_Quoted passage_:
Skip to end of metadata
Go to start of metadata

Problem Summary

Configuring and managing DSpace test and development environments requires significant effort.

When developing and testing against multiple versions of DSpace, the management of system software becomes significantly more complex especially when there is a need to downgrade versions of software.

DSpace 4, 5, and 6 require Postgres and Tomcat as prerequisite software.

A full DSpace 7 instance will require Postgres, Tomcat, Node (angular), and Solr as pre-requisite software.  A developer may wish to focus on either the full set of components or a subset of these components.

Assumption

The complexity of managing these development and test environments has likely prevent some institutions from contributing to the platform. 

The project might be able to engage a larger audience of developers if the prerequisites for creating a development environment could be simplified.

Many DSpace stakeholders are not developers.  If it was easier to deploy a snapshot instance of DSpace to the cloud, these stakeholders could play a more active role in system testing.

Goal 1: Simplify and standardize the process for creating a development environment for all supported versions of DSpace

Docker provides a consistent, predictable environment

Docker provides users with a consistent and predictable runtime environment.  With such an environment, new DSpace developers will be able to more easily isolate local environment inconsistencies when seeking help from the DSpace community.

Docker allows a user to manage multiple (and incompatible) environments

Docker containers allow a developer to manage and run multiple system configurations from a single desktop or test server.

Significant work has already been done in this area.  https://github.com/DSpace-Labs/DSpace-Docker-Images

Each major branch of DSpace and each recent release of DSpace has been published as a Docker image.

Goal 2: Publish a standard set of AIP files (archival ingest packages) to facilitate system testing

In order to expedite and simplify DSpace testing, it would be useful to provide developers with content suitable for testing a majority of DSpace use cases.

Fortunately, the DSpace AIP ingest process provides a mechanism for constructing a DSpace repository that is DSpace version agnostic.

What test resources exist?

We have generated one simple set of re-usable AIP files posted on GitHub.  https://github.com/DSpace-Labs/AIP-Files

These files are too simplistic for testing real DSpace use cases.

Demo.dspace.org is populated with a set of AIP files that are stored on Amazon S3.  These files are approximately 1.5G in size. 

A regular GitHub repository is not appropriate for sharing large files.  See https://help.github.com/articles/working-with-large-files/.

What test resources should exist?

  • A community/collection hierarchy containing items of various sample document types (PDF, image) that illustrate DSpace features including some access-restricted material.  
    • These examples should be created from contrived examples or from open-access resources.
  • A community/collection hierarchy containing multilingual metadata
  • A community/collection hierarchy containing some digital collection material

How should these test resources be distributed?

The collections of material that are likely to be shared will exceed the space and bandwidth limitations of a GitHub code repository, so there are likely to be some storage and bandwidth costs associated with sharing these resources.

A test collection would need to be downloadable as a single zip file or as a collection of individual zip files.

_Prompt 1_:
Translate this sentence from the DSpace page into Spanish: "Docker containers allow a developer to manage and run multiple system configurations from a single desktop or test server."
The entries that follow have no connection to the DSpace page.

_Data_:
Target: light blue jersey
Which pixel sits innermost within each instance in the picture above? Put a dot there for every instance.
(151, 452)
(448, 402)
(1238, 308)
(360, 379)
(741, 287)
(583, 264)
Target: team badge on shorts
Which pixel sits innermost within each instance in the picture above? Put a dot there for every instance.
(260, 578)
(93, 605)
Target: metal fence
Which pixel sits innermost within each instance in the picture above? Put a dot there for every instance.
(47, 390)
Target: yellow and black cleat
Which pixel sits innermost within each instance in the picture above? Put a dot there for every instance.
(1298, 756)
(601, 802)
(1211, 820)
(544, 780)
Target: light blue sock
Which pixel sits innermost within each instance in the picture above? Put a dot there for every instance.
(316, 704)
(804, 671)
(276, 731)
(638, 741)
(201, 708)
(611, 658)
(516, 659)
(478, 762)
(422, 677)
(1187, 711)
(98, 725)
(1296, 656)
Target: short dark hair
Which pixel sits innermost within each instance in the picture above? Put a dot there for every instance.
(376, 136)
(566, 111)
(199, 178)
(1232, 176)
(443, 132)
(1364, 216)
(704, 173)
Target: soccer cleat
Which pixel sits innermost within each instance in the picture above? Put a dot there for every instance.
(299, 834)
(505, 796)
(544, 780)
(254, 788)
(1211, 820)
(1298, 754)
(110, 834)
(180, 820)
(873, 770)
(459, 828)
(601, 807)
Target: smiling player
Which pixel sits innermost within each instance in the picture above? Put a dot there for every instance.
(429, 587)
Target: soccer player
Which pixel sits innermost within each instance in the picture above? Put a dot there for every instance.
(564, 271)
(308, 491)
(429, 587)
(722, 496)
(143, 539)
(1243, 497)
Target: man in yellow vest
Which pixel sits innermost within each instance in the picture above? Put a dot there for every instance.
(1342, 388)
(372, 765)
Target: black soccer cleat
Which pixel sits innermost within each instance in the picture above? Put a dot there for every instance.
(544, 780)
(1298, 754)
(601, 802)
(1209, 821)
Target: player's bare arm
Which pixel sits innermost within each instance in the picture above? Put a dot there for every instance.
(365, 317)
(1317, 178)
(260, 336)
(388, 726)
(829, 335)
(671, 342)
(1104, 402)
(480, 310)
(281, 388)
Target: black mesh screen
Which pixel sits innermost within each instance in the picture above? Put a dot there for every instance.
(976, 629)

_Prompt 2_:
Format the part of the entries from the line containing "Target: soccer cleat" through the end of the entries as a Markdown table with the columns n and Line. Put the row number under n and each line under Line, and leave out any blank lines.

_Expected output 1_:
Los contenedores de Docker permiten a un desarrollador gestionar y ejecutar múltiples configuraciones de sistema desde un único equipo de escritorio o servidor de pruebas.

_Expected output 2_:
| n | Line |
|---|---|
| 1 | Target: soccer cleat |
| 2 | Which pixel sits innermost within each instance in the picture above? Put a dot there for every instance. |
| 3 | (299, 834) |
| 4 | (505, 796) |
| 5 | (544, 780) |
| 6 | (254, 788) |
| 7 | (1211, 820) |
| 8 | (1298, 754) |
| 9 | (110, 834) |
| 10 | (180, 820) |
| 11 | (873, 770) |
| 12 | (459, 828) |
| 13 | (601, 807) |
| 14 | Target: smiling player |
| 15 | Which pixel sits innermost within each instance in the picture above? Put a dot there for every instance. |
| 16 | (429, 587) |
| 17 | Target: soccer player |
| 18 | Which pixel sits innermost within each instance in the picture above? Put a dot there for every instance. |
| 19 | (564, 271) |
| 20 | (308, 491) |
| 21 | (429, 587) |
| 22 | (722, 496) |
| 23 | (143, 539) |
| 24 | (1243, 497) |
| 25 | Target: man in yellow vest |
| 26 | Which pixel sits innermost within each instance in the picture above? Put a dot there for every instance. |
| 27 | (1342, 388) |
| 28 | (372, 765) |
| 29 | Target: black soccer cleat |
| 30 | Which pixel sits innermost within each instance in the picture above? Put a dot there for every instance. |
| 31 | (544, 780) |
| 32 | (1298, 754) |
| 33 | (601, 802) |
| 34 | (1209, 821) |
| 35 | Target: player's bare arm |
| 36 | Which pixel sits innermost within each instance in the picture above? Put a dot there for every instance. |
| 37 | (365, 317) |
| 38 | (1317, 178) |
| 39 | (260, 336) |
| 40 | (388, 726) |
| 41 | (829, 335) |
| 42 | (671, 342) |
| 43 | (1104, 402) |
| 44 | (480, 310) |
| 45 | (281, 388) |
| 46 | Target: black mesh screen |
| 47 | Which pixel sits innermost within each instance in the picture above? Put a dot there for every instance. |
| 48 | (976, 629) |